▶ _Given instruction_
Rewrite everything from the line containing "Locate the ceiling fan light" down to the end of the records as a numbered list, leaving out any blank lines.

START

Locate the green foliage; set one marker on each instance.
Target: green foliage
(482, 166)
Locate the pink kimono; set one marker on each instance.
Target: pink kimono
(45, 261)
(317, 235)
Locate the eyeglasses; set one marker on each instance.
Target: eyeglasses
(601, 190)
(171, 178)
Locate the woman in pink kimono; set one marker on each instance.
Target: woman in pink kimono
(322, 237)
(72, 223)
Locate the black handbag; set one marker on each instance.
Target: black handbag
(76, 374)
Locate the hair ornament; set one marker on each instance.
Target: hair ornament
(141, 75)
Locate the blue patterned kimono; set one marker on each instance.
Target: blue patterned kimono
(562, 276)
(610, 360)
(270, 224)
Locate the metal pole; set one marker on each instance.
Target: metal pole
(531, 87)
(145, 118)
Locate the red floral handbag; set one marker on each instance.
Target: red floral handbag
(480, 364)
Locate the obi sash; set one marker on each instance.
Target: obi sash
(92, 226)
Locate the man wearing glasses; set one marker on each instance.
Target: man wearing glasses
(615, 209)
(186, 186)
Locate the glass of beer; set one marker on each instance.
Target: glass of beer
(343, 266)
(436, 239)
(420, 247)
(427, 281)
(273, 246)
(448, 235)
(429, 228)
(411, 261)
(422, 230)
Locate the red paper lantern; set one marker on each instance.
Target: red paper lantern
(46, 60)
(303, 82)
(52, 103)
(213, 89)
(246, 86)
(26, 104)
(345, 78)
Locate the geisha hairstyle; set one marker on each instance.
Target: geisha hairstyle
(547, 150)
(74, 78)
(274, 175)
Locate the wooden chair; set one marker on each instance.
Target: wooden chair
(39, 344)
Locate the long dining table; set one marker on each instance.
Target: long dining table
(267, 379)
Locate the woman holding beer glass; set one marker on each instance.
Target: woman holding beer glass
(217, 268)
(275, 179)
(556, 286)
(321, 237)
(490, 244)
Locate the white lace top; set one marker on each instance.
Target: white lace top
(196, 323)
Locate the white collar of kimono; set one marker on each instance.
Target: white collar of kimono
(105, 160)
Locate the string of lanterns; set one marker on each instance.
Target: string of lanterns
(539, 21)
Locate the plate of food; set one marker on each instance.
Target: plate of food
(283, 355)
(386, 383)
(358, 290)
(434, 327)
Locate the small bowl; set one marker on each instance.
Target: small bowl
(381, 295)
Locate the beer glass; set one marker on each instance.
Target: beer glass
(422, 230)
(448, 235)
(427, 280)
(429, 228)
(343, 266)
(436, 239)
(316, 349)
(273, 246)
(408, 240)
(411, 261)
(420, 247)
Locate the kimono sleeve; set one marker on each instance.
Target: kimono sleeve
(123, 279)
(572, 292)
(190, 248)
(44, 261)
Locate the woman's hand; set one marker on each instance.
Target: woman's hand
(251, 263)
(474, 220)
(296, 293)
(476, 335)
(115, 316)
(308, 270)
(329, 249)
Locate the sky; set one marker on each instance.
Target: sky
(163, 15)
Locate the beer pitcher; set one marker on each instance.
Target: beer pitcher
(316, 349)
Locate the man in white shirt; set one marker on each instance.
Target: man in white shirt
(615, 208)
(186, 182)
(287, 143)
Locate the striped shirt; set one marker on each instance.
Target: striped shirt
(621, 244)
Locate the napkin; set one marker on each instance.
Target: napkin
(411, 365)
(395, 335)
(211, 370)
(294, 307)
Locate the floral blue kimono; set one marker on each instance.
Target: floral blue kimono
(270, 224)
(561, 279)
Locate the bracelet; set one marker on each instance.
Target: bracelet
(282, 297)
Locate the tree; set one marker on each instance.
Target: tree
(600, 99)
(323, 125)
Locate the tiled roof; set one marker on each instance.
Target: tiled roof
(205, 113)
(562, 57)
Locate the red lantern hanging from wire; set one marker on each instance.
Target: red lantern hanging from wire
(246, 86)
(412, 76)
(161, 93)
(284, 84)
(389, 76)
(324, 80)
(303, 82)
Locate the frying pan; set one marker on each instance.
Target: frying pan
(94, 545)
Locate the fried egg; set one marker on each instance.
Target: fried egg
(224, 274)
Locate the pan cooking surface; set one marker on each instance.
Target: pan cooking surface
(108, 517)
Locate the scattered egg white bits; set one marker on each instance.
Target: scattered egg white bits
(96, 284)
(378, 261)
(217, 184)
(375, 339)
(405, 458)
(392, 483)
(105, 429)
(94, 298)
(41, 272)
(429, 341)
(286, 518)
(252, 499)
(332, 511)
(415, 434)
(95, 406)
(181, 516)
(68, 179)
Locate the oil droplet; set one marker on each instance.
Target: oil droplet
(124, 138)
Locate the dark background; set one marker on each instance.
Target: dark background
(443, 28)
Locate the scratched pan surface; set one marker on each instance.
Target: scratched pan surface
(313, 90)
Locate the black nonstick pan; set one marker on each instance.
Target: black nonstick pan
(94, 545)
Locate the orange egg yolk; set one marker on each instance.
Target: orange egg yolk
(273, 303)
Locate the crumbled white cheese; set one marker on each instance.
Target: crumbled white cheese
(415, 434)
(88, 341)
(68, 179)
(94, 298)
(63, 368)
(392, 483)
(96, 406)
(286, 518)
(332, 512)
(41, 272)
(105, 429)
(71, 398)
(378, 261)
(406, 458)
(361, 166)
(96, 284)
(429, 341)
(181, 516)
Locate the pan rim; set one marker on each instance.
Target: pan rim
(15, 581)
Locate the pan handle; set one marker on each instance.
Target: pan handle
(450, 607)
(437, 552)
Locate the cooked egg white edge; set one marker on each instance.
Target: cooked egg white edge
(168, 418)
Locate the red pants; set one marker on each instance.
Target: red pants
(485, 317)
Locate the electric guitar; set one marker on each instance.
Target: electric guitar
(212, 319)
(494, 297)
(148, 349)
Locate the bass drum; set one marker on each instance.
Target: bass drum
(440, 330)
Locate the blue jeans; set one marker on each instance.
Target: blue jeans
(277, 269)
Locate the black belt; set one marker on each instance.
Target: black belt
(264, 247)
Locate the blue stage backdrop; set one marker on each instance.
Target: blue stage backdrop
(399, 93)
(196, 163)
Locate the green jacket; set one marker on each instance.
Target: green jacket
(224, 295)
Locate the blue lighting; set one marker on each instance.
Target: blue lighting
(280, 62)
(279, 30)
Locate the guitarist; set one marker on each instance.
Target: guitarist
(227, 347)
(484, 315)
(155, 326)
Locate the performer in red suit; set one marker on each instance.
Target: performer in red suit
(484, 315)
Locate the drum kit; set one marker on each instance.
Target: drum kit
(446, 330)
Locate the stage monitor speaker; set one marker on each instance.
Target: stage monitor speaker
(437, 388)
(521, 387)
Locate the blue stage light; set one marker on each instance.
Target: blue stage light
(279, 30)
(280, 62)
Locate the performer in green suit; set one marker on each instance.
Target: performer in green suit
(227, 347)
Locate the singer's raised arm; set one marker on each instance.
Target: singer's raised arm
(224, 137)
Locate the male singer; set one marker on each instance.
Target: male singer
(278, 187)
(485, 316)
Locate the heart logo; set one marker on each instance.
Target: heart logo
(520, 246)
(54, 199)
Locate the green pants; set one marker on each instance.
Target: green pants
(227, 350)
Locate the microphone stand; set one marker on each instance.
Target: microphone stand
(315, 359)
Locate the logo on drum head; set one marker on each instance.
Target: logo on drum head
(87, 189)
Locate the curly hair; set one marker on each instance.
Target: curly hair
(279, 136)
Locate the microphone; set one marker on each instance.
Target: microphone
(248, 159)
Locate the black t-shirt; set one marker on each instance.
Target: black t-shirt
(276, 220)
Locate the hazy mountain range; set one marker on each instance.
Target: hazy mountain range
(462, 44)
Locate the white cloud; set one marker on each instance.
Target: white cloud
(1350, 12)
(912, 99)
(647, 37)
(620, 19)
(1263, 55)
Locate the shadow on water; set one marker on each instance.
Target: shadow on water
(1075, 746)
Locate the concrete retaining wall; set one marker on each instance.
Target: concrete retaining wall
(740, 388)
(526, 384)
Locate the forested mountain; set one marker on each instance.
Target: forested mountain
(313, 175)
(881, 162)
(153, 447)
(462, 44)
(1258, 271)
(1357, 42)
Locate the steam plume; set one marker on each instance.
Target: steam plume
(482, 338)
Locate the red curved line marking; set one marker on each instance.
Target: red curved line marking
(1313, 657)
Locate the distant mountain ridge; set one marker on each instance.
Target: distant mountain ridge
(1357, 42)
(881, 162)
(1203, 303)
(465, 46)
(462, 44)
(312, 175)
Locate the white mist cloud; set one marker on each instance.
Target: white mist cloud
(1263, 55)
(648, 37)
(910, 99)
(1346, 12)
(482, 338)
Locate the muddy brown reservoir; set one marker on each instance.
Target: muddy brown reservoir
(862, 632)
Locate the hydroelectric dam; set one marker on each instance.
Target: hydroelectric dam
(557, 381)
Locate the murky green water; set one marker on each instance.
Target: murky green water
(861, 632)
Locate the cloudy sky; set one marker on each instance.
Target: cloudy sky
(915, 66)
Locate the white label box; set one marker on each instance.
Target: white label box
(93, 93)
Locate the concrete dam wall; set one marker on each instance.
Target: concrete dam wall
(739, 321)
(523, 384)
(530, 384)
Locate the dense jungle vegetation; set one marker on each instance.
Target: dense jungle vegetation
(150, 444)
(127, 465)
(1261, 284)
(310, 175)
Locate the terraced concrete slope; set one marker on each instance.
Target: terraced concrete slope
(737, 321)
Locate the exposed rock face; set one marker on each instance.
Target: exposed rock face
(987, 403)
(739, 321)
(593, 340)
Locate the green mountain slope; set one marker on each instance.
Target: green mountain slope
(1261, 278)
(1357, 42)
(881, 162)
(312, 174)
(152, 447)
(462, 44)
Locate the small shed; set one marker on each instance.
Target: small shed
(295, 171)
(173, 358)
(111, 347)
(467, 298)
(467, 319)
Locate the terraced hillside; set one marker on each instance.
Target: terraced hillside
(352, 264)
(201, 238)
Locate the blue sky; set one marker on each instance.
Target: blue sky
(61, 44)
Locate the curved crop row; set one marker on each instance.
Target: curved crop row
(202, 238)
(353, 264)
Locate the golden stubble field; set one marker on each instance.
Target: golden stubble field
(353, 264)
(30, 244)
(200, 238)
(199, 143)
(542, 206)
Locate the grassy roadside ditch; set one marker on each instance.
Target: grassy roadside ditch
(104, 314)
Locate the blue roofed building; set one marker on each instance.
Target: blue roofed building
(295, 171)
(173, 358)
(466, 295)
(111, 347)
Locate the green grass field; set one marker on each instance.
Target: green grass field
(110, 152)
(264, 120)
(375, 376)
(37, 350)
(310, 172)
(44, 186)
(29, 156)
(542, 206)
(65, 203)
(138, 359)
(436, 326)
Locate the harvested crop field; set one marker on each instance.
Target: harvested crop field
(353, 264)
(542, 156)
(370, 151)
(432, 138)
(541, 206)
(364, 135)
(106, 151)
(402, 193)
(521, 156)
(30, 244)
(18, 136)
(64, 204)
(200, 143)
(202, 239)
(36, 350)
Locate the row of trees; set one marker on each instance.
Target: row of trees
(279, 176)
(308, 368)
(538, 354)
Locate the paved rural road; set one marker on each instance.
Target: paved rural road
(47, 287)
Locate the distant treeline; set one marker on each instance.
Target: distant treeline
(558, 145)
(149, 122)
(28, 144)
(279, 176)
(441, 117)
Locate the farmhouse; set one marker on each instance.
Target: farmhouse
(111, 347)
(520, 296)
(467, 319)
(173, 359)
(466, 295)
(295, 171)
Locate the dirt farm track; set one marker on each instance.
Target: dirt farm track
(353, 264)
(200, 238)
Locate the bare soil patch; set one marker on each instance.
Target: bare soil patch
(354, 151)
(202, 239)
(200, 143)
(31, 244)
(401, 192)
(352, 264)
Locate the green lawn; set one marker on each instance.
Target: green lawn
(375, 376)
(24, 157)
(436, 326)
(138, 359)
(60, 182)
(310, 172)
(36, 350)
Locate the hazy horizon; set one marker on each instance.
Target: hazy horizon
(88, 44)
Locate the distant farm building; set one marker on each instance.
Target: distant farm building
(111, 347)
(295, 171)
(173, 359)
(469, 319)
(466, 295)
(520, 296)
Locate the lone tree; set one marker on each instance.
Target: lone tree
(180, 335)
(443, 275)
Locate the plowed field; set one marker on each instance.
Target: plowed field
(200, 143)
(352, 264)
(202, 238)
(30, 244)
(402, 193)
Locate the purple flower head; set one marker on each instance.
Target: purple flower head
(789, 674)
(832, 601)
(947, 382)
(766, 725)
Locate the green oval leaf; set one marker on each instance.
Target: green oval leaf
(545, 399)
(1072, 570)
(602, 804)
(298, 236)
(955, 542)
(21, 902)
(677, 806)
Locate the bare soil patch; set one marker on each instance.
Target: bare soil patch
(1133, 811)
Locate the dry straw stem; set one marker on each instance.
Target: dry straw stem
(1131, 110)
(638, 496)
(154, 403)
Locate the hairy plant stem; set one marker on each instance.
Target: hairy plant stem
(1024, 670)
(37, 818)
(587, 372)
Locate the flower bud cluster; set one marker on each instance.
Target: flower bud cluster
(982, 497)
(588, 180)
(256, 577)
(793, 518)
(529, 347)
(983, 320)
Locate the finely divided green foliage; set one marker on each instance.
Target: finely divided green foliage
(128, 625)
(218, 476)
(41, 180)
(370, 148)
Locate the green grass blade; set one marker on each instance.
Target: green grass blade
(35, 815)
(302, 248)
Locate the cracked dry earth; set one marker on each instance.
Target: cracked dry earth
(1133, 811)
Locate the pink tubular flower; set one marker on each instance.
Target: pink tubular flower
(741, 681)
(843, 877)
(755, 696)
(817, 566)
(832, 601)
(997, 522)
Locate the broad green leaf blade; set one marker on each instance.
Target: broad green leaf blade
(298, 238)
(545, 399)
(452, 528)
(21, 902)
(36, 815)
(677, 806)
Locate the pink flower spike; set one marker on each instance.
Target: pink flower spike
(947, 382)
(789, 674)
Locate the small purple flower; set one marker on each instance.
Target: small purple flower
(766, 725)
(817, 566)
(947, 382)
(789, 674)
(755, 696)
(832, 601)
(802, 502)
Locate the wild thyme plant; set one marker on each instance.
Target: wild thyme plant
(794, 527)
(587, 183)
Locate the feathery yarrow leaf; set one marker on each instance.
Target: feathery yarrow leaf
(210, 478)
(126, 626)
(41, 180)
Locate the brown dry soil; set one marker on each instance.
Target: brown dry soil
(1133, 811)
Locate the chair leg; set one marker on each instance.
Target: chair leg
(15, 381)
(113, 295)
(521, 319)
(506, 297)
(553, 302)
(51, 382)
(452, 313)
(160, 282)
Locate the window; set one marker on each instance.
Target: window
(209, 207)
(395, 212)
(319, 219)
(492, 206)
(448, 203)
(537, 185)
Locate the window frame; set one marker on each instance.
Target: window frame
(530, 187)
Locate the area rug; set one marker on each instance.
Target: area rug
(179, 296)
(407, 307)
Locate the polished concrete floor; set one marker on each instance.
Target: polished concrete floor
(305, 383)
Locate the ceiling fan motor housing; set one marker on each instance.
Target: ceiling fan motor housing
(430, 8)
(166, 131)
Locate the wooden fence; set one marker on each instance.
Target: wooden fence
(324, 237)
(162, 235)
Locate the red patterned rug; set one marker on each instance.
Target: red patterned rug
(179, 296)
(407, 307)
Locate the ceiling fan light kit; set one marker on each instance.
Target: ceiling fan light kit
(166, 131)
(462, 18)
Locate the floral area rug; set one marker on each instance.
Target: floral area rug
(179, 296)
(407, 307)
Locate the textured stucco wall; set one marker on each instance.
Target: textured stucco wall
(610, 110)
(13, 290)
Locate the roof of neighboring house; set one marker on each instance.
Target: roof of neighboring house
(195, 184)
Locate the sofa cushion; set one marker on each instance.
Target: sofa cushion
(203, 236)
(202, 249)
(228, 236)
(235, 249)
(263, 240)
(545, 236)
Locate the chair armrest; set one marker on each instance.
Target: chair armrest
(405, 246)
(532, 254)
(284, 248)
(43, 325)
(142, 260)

END

▶ _Solution_
1. Locate the ceiling fan light kit; set one marker on each instance.
2. Target: ceiling fan light kit
3. (166, 131)
4. (462, 18)
5. Locate the floral area rug; set one marker on each instance.
6. Target: floral area rug
7. (179, 296)
8. (407, 307)
9. Locate the textured stucco wall; set one marker on each instance.
10. Target: textured stucco wall
11. (610, 110)
12. (13, 290)
13. Locate the roof of neighboring house; set one marker on each instance.
14. Target: roof of neighboring house
15. (195, 184)
16. Locate the sofa cushion; set one marker on each instance.
17. Target: sofa cushion
18. (203, 236)
19. (202, 249)
20. (228, 236)
21. (235, 249)
22. (263, 240)
23. (545, 236)
24. Locate the chair armrest; set one marker on each instance.
25. Target: chair armrest
26. (405, 246)
27. (532, 254)
28. (284, 248)
29. (43, 325)
30. (142, 260)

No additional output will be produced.